■ ACTIVITY LIST:
A) Answer these questions from the passage on red meat and TMAO:
(i) Where, and by what, is TMAO made?
(ii) How many people took part in the clinical trial?
(iii) On the red meat diet, how did blood levels of TMAO compare with the white meat and non-meat protein diets?
B) Write a continuation of the passage on red meat and TMAO, picking up after its final sentence.

■ EXCERPT:
= = =
Red meat, while part of most people’s diets, is recommended not eat too much of because of its link with colorectal cancer and heart disease.
Recent research has raised the ante when it comes to the risk of heart disease. And it is to do with a chemical called trimethylamine N-oxide (TMAO) made in the gut by bacteria.
TMAO is a natural by-product made during digestion derived from nutrients that are abundant in red meat. TMAO levels are higher in people with cardiovascular disease so it could be the red meat in their diet is partly contributing to this.
To tease out the links between red meat and TMAO production, 113 healthy men and women took part in a clinical trial where they ate different types of dietary protein from red meat, white meat and non-meat protein. Each person followed the special diet for four weeks and then switched to another source of protein with the number of calories kept constant.
When on the red meat diet, blood levels of TMAO were three-times higher compared to diets high in white meat or non-meat protein sources. A novel twist to the study was that half of the people were also placed on high-fat versions of the three diets. The effect of red meat on TMAO was still the same irrespective of how much fat was eaten.
= = =
■ GIVEN INFORMATION:
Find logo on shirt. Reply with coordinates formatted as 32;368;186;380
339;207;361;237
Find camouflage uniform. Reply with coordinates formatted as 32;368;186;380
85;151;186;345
= = =
■ EXERCISE RESPONSES:
A)
(i) TMAO is made in the gut by bacteria.
(ii) 113 healthy men and women took part.
(iii) Blood levels of TMAO were three times higher on the red meat diet.

B)
The positive news from the study was that TMAO levels rapidly declined when people switched off the high red meat diet.
How TMAO can raise the risk of heart disease is complex. Previous research has found TMAO can increase cholesterol deposits in artery walls leading to atherosclerosis. TMAO has also been found to increase the clotting ability of blood platelet cells raising the risk of heart attack and stroke.
Measuring TMAO blood levels may be a promising new target to assess the risk of cardiovascular disease and to help with individualising dietary advice for prevention.
The research so far is not saying that red meat should be completely avoided, but instead to take the findings in the context of what is known as a ‘heart healthy’ diet which includes plenty of vegetables, fruits, wholegrains, and plant-based protein sources such as beans, soy and peas.